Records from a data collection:
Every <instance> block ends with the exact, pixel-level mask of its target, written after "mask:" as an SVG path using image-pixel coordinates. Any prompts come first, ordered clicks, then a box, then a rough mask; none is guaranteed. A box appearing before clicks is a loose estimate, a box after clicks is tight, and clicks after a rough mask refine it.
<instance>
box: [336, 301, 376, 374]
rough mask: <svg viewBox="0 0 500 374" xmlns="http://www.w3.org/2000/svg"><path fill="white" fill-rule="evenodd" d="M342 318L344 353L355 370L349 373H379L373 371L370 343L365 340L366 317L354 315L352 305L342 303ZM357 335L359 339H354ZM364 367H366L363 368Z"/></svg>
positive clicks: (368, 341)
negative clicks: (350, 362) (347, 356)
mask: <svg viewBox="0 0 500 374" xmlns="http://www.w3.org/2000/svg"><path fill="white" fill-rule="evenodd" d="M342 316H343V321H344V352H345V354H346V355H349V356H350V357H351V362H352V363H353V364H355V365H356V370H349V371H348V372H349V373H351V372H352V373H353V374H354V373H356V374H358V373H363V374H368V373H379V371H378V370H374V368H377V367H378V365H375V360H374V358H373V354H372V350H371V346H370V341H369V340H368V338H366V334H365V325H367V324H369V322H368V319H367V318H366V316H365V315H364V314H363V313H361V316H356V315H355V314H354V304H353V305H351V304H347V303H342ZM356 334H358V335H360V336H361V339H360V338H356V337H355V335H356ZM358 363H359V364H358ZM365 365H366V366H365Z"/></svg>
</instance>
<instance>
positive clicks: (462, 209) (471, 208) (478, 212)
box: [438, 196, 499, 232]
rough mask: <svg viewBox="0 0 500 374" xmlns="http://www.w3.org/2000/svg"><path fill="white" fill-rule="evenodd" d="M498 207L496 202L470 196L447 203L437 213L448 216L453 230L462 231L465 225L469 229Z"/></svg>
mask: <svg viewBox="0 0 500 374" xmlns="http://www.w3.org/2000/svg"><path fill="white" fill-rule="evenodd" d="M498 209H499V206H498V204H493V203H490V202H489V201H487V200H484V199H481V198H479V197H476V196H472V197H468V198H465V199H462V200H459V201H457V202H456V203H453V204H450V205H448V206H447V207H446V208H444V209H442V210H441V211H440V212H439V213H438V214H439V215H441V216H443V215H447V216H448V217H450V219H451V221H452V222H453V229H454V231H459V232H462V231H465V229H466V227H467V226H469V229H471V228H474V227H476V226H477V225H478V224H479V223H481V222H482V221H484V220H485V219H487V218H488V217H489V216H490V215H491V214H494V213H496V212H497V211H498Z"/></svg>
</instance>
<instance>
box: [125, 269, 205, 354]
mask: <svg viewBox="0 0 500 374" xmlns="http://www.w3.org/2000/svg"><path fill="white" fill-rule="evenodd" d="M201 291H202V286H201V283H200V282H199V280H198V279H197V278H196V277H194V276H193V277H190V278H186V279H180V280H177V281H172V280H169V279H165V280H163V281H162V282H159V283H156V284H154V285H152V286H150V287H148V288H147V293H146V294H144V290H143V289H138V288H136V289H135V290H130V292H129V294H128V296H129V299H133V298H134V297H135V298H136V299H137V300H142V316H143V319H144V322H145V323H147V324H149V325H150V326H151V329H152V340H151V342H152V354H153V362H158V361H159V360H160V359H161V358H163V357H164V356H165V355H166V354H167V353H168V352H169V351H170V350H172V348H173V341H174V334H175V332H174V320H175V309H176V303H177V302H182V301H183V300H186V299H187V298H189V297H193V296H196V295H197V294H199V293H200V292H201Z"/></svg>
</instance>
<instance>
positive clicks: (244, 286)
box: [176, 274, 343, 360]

EXERCISE BRIEF: Nothing in the data may be omitted; transcribe it exactly.

WRITTEN RESPONSE:
Every <instance> block ends with the exact, pixel-level mask of its target, written after "mask:" as an SVG path using image-pixel coordinates. Any prompts come first, ordered clicks, then a box, then a rough mask; none is guaranteed. A box appearing before clicks is a loose estimate, a box after clicks is tight, and clicks after a rough mask refine it.
<instance>
box: [336, 301, 376, 374]
rough mask: <svg viewBox="0 0 500 374" xmlns="http://www.w3.org/2000/svg"><path fill="white" fill-rule="evenodd" d="M342 318L344 353L355 370L349 373H379L373 371L370 343L365 340L366 317L354 315L352 305L342 303ZM357 335L359 339H354ZM364 367H366L363 368Z"/></svg>
positive clicks: (368, 341)
negative clicks: (350, 362) (347, 356)
mask: <svg viewBox="0 0 500 374" xmlns="http://www.w3.org/2000/svg"><path fill="white" fill-rule="evenodd" d="M342 316H343V321H344V352H345V354H346V355H349V356H350V357H351V362H352V363H353V364H355V365H356V370H349V371H348V372H349V373H351V372H352V373H353V374H354V373H356V374H358V373H363V374H368V373H379V371H378V370H374V368H377V367H378V365H375V360H374V358H373V354H372V350H371V346H370V341H369V340H368V338H366V334H365V325H367V324H369V322H368V319H367V318H366V316H365V315H364V314H363V313H361V316H356V315H355V314H354V304H353V305H351V304H347V303H342ZM356 334H358V335H360V336H361V339H360V338H356V337H355V335H356ZM358 363H359V364H358ZM365 365H366V366H365Z"/></svg>
</instance>
<instance>
positive clicks: (462, 209) (471, 208) (478, 212)
box: [438, 196, 499, 232]
rough mask: <svg viewBox="0 0 500 374" xmlns="http://www.w3.org/2000/svg"><path fill="white" fill-rule="evenodd" d="M498 207L496 202L470 196L447 203L437 213L448 216L453 230L462 231L465 225L469 229Z"/></svg>
mask: <svg viewBox="0 0 500 374" xmlns="http://www.w3.org/2000/svg"><path fill="white" fill-rule="evenodd" d="M498 209H499V206H498V204H493V203H490V202H489V201H487V200H484V199H481V198H479V197H476V196H472V197H468V198H465V199H462V200H459V201H457V202H456V203H453V204H450V205H448V206H447V207H446V208H444V209H442V210H441V211H440V212H439V213H438V214H439V215H441V216H443V215H447V216H448V217H450V219H451V221H452V222H453V229H454V231H459V232H462V231H465V229H466V227H467V226H469V229H471V228H474V227H476V226H477V225H478V224H479V223H481V222H482V221H484V220H485V219H487V218H488V217H489V216H490V215H491V214H494V213H496V212H497V211H498Z"/></svg>
</instance>
<instance>
box: [125, 269, 205, 354]
mask: <svg viewBox="0 0 500 374" xmlns="http://www.w3.org/2000/svg"><path fill="white" fill-rule="evenodd" d="M201 291H202V286H201V283H200V282H199V280H198V279H197V278H196V277H194V276H193V277H190V278H186V279H180V280H177V281H172V280H169V279H165V280H163V281H162V282H159V283H156V284H154V285H152V286H150V287H148V288H147V293H146V294H144V290H143V289H138V288H136V289H135V290H130V292H129V294H128V296H129V299H133V298H134V297H135V298H136V299H137V300H142V316H143V319H144V322H145V323H147V324H149V325H150V326H151V329H152V340H151V342H152V354H153V362H158V361H159V360H160V359H161V358H163V357H164V356H165V355H166V354H167V353H168V352H169V351H170V350H172V348H173V341H174V334H175V332H174V320H175V309H176V303H177V302H182V301H183V300H186V299H187V298H189V297H193V296H196V295H197V294H199V293H200V292H201Z"/></svg>
</instance>
<instance>
positive clicks: (244, 286)
box: [176, 274, 343, 360]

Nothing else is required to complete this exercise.